### THE INPUT
--------------------------------

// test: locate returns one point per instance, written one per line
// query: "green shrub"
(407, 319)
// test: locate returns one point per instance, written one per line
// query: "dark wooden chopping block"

--------------------------------

### ACTIVITY
Restate the material word for word, keeping every line intact.

### RESPONSE BOX
// test: locate returns one point per instance, written one per line
// query: "green shrub"
(407, 319)
// test: locate returns one point per instance, written one per line
// query: "dark wooden chopping block"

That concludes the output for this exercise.